Start of Excerpt
Field What it captures Why it matters
Shipment ID Your internal reference for this movement Primary key — every other record links to this
Order number The customer order that generated the shipment Connects freight cost back to the sale and customer
Carrier PRO / tracking number The carrier's own reference for the shipment Required to match against carrier invoices and tracking events
Bill of lading number The shipping document reference Fallback matching key when PRO is missing from invoice
Carrier name (normalized) The carrier used for this movement Must be consistent across all records — see reference data section
Service level code Standard ground, expedited, LTL, etc. Required to validate that the billed service matches what was tendered
Origin postal code / city Where the shipment was picked up Lane definition and zone calculation
Destination postal code / city Where the shipment was delivered Lane definition, zone calculation, and residential flag
Location type (destination) Commercial, residential, limited access Determines which accessorial surcharges are expected vs unexpected
Customer ID Which customer this shipment belongs to Required to analyze freight cost by customer
Tendered weight The weight recorded at the warehouse when the shipment was booked Baseline for spotting carrier reweigh adjustments on the invoice
Number of pieces / pallets Piece count or pallet count LTL pricing is often per-hundredweight; piece count affects minimum charges
Freight class (LTL) NMFC class used at booking Baseline for spotting carrier reclass adjustments; see LTL reweigh and reclass charges explained
Scheduled pickup date The date the carrier was expected to pick up Identifies late pickups that may trigger re-pickup or delay fees
Actual pickup date The date the carrier actually picked up Identifies missed pickup windows
Actual delivery date The date the shipment was delivered On-time delivery tracking; fuel surcharge effective date calculation
Quoted freight cost The rate that was shown at booking Foundation for quote-to-invoice variance tracking

A common gap: teams collect shipment header data (carrier, origin, destination, dates) but skip tendered weight, freight class, and quoted cost. Those three fields are required for any meaningful audit. Without tendered weight, you cannot detect a reweigh. Without freight class, you cannot detect a reclass. Without quoted cost, invoice variance is invisible.
End of Excerpt
Start of Material shown
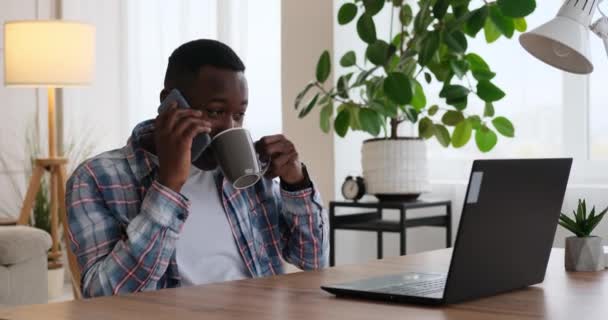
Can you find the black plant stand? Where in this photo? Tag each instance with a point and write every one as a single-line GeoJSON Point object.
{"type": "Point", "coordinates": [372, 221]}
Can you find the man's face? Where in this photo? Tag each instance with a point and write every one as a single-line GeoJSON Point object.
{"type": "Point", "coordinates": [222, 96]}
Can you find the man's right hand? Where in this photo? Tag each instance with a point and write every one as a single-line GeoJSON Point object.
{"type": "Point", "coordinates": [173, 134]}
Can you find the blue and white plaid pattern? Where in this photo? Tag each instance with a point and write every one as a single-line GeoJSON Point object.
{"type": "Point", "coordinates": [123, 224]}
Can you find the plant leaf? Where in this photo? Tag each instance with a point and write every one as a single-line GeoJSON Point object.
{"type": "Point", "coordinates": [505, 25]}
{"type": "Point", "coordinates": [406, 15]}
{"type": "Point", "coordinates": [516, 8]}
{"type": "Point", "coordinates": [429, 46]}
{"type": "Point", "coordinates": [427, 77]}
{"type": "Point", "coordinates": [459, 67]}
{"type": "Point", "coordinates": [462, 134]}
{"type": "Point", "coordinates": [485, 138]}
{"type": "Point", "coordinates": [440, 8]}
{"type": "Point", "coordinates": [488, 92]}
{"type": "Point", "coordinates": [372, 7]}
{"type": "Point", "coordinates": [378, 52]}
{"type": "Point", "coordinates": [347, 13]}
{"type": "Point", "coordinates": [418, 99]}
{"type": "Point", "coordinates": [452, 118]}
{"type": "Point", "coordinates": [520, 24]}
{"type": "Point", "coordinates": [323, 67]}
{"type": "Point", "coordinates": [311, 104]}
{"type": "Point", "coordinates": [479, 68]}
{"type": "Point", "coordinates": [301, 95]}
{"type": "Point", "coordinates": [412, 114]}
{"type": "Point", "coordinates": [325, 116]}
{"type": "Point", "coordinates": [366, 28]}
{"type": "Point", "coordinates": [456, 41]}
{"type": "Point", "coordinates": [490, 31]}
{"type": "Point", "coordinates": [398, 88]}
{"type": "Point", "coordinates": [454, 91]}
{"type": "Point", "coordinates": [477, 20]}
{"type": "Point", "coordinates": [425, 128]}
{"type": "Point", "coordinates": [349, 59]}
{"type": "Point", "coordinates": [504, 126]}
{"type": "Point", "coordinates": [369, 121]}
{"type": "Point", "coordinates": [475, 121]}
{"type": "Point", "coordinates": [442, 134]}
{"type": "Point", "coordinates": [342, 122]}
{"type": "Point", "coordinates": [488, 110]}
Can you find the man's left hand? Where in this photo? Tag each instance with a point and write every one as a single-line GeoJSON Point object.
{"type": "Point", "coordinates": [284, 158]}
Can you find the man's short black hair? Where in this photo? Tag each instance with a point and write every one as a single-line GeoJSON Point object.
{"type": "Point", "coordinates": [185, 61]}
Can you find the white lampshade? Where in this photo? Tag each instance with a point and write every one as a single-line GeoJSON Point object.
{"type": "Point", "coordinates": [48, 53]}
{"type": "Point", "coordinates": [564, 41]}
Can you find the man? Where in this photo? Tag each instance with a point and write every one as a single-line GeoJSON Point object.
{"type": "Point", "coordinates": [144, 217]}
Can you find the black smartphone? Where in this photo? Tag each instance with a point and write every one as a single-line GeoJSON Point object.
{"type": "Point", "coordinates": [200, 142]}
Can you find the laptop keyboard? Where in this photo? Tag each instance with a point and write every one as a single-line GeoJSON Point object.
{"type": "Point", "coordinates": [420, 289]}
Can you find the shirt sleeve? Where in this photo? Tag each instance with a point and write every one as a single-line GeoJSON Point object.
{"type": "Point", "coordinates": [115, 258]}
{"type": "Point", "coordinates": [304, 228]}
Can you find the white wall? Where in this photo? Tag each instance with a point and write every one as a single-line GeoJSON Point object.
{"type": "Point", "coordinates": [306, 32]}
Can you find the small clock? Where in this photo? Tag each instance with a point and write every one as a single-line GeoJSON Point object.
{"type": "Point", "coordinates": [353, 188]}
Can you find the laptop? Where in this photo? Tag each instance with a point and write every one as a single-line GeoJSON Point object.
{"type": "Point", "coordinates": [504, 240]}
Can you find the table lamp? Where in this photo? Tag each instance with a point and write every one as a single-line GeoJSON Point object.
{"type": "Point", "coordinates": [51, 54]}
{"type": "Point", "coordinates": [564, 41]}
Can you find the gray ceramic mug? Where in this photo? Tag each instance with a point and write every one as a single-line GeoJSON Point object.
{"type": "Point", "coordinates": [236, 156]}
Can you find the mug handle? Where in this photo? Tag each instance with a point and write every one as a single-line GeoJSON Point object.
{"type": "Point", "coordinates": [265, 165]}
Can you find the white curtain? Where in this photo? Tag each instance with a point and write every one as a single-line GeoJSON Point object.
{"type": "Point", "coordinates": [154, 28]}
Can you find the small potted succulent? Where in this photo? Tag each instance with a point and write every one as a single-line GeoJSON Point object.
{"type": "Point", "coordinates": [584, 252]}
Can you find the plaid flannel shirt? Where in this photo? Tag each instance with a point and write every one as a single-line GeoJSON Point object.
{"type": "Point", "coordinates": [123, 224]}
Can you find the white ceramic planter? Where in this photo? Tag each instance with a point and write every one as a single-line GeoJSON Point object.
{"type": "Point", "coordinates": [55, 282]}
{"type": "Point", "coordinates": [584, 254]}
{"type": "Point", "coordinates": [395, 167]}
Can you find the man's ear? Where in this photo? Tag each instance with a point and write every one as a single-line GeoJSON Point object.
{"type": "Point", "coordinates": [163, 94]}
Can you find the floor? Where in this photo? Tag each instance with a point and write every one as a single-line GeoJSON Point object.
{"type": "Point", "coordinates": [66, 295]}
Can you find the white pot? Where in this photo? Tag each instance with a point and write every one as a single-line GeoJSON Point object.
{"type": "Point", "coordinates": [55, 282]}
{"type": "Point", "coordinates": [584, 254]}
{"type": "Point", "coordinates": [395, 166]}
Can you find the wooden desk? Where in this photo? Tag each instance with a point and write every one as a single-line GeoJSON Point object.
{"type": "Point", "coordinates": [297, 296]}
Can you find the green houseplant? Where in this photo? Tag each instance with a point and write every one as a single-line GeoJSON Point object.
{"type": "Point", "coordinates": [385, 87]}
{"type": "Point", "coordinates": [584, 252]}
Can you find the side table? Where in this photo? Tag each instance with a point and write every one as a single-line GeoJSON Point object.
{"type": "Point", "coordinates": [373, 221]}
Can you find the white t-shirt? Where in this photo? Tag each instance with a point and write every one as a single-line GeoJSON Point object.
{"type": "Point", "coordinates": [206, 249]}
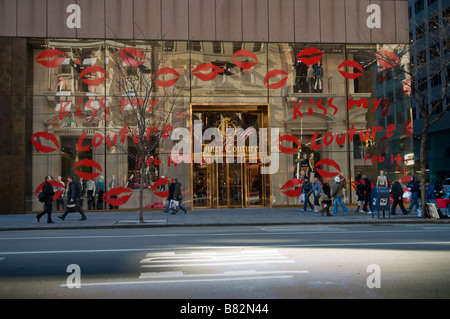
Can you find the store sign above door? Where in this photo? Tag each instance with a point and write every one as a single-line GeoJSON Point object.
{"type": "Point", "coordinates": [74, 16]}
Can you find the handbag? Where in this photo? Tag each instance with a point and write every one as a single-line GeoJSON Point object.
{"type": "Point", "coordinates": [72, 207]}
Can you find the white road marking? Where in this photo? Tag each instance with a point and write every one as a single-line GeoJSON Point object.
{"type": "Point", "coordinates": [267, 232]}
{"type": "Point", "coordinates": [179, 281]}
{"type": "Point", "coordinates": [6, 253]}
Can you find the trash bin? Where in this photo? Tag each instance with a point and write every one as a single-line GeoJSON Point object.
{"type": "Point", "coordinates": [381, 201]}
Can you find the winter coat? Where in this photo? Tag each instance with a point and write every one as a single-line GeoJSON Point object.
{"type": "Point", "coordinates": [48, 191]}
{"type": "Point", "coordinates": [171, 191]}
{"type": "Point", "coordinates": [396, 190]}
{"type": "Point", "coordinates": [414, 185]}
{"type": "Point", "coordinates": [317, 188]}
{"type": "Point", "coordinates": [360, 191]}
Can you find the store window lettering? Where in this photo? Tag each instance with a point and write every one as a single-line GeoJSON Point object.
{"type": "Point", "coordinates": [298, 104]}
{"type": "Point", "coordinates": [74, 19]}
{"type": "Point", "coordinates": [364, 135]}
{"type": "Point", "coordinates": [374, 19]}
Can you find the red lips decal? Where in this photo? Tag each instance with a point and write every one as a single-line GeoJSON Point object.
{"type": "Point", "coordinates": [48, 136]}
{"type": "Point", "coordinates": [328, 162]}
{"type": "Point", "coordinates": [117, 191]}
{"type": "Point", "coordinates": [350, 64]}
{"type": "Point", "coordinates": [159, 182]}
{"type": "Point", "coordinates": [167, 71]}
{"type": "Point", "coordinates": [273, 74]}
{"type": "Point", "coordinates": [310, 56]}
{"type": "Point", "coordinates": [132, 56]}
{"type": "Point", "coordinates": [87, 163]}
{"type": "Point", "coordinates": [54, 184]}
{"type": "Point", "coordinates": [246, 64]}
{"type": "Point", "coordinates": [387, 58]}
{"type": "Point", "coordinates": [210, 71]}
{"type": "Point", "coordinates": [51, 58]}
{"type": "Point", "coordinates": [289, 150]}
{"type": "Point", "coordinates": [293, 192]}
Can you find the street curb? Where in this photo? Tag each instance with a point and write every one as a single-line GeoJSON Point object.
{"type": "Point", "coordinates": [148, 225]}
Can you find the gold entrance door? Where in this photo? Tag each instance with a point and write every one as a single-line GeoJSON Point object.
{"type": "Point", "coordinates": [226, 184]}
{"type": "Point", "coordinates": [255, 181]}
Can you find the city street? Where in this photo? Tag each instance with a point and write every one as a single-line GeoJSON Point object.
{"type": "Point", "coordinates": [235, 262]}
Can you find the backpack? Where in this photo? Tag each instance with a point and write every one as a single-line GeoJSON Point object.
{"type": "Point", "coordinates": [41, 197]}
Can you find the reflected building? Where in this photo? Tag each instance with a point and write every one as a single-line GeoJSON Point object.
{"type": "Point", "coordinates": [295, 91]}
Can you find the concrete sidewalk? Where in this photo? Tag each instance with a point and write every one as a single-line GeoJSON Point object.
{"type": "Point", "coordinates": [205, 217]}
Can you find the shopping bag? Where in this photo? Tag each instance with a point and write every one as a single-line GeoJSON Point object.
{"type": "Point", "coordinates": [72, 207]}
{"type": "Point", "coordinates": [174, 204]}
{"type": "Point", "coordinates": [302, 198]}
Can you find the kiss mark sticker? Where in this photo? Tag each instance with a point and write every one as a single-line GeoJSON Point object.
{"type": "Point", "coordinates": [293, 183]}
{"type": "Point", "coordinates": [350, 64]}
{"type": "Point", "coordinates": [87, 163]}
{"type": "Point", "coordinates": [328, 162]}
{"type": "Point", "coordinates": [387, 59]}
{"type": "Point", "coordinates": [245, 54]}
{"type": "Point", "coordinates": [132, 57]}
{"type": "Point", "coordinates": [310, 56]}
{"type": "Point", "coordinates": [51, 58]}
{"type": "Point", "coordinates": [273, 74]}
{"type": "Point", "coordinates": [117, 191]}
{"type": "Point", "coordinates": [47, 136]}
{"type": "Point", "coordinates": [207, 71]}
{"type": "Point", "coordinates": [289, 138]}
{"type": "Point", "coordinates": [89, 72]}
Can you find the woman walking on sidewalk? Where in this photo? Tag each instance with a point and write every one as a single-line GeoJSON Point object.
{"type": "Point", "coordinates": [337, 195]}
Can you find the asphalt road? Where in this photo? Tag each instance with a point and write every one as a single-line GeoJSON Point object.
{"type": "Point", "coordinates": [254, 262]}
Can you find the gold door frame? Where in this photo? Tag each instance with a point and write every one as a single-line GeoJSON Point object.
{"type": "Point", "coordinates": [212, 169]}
End of Material shown
Start of Material shown
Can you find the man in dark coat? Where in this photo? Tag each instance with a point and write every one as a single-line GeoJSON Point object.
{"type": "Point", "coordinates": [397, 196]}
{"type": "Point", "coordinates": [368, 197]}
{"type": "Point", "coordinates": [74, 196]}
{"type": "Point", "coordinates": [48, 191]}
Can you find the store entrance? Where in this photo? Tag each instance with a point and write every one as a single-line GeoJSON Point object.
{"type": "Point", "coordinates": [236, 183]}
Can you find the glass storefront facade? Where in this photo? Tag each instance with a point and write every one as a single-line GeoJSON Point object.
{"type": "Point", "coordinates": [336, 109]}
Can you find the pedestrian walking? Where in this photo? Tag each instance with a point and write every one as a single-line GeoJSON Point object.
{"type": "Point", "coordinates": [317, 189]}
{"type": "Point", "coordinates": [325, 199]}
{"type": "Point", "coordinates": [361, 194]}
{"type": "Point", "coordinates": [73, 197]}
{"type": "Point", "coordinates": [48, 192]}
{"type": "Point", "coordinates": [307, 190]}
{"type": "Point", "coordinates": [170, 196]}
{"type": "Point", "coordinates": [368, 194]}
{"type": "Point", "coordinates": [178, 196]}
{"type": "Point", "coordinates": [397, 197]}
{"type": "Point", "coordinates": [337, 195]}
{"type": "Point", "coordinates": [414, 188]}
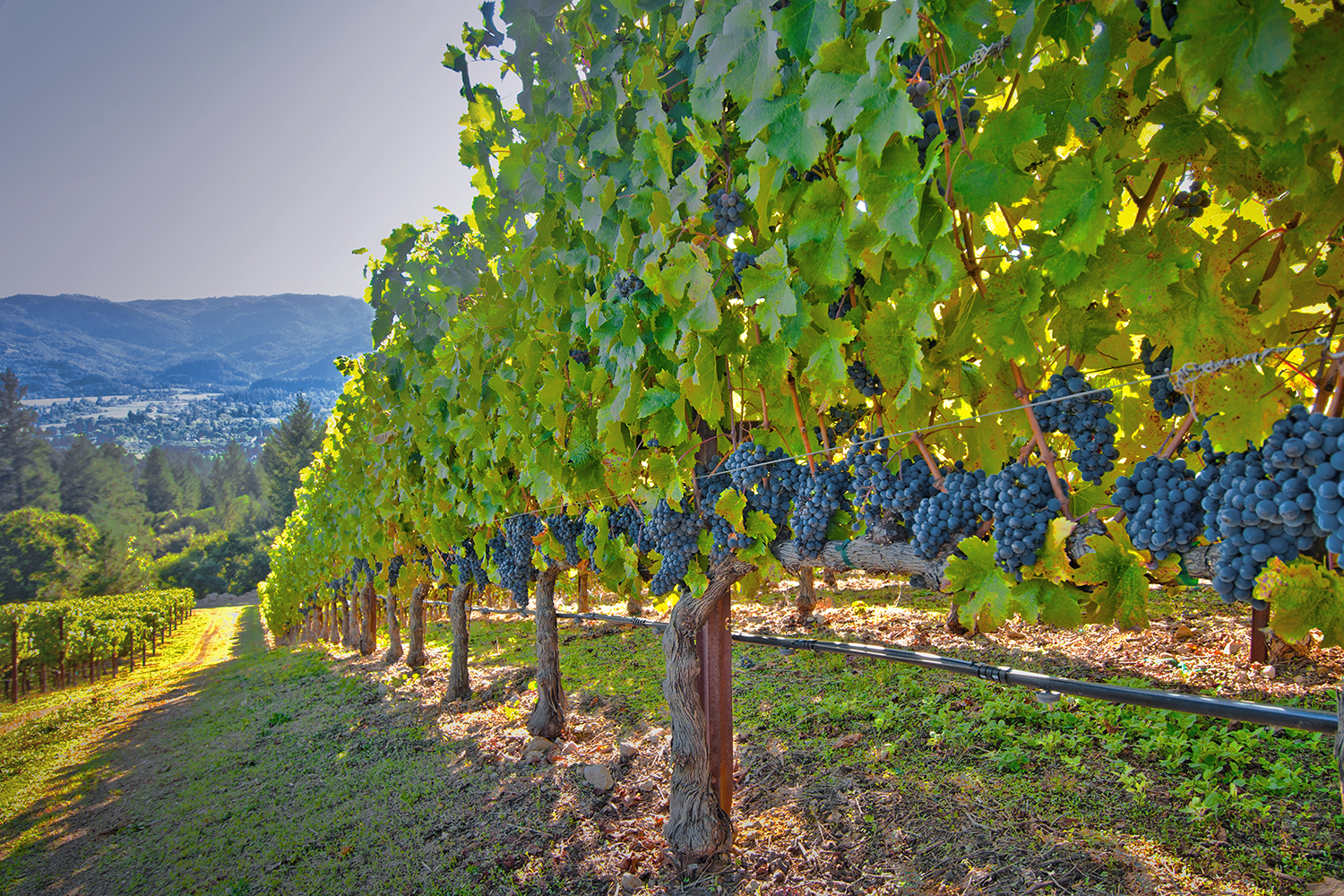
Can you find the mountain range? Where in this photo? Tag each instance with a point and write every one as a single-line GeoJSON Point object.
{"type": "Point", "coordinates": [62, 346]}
End of Material shown
[Request A]:
Answer the following questions using the excerpt on shipment data fields:
(i) What role does the bill of lading number serve when the PRO is missing from an invoice?
(ii) According to the paragraph after the table, which three fields do teams commonly skip?
(iii) What does the destination location type determine?
[Request B]:
Output the passage from the excerpt on shipment data fields between "A common gap: teams" and "variance is invisible.", inclusive.
[Request C]:
Continue the text on shipment data fields for freight audits from the point where it stops.

[Task answer A]:
(i) It serves as the fallback matching key.
(ii) Tendered weight, freight class, and quoted cost.
(iii) Which accessorial surcharges are expected and which are unexpected.

[Task answer B]:
A common gap: teams collect shipment header data (carrier, origin, destination, dates) but skip tendered weight, freight class, and quoted cost. Those three fields are required for any meaningful audit. Without tendered weight, you cannot detect a reweigh. Without freight class, you cannot detect a reclass. Without quoted cost, invoice variance is invisible.

[Task answer C]:
The invoice record: line level is not optional

Invoice data collected as monthly totals — even by carrier — cannot support freight cost analysis. The cost story lives inside individual charge lines, not in the summary. A carrier invoice for $420 tells you nothing. A carrier invoice showing $280 base freight, $62 fuel surcharge, $48 liftgate delivery, and $30 appointment fee tells you four separate things, each with a different explanation and a different owner.

The invoice record requires one row per charge line, not one row per invoice. If your source data arrives as invoice-level totals, push back before accepting it. The line-level breakdown is not more data for its own sake — it is the only level at which accessorial patterns, rate discrepancies, and billing errors are visible.

Field What it captures Notes
Invoice number The carrier's invoice reference Required for duplicate detection — same invoice number from the same carrier on two records is a flag
Invoice date The date the carrier issued the invoice Used to match the correct fuel surcharge table and rate agreement effective period
Carrier PRO / tracking number The carrier's shipment reference on this invoice Primary link back to the shipment record
Charge type Base freight, fuel surcharge, liftgate, appointment, reweigh adjustment, residential, re-delivery, etc. Must be categorized consistently — not as "miscellaneous" or "other"
Charge amount The dollar amount for this specific charge line One amount per charge type per row
Billed weight The weight the carrier used to calculate the freight charge Compare against tendered weight in shipment record to detect reweigh
Billed freight class (LTL) The class the carrier used for rating Compare against tendered class in shipment record to detect reclass
Carrier name (normalized) Which carrier issued this invoice Must match the normalized carrier name in the shipment record exactly
Invoice currency CAD, USD, or other Required for accurate cost comparison across carriers on cross-border lanes
Credit or adjustment flag Whether this line is a charge or a credit Credits need to be matched to the original invoice they correct

One recurring problem: carrier invoices often arrive with charge types labeled inconsistently. One carrier calls it "fuel surcharge," another calls it "energy surcharge," a third buries it inside "accessorial fees." Before analysis is possible, these need to be mapped to a consistent internal charge type taxonomy. Building that mapping table once — carrier by carrier — saves hours of confusion every month going forward.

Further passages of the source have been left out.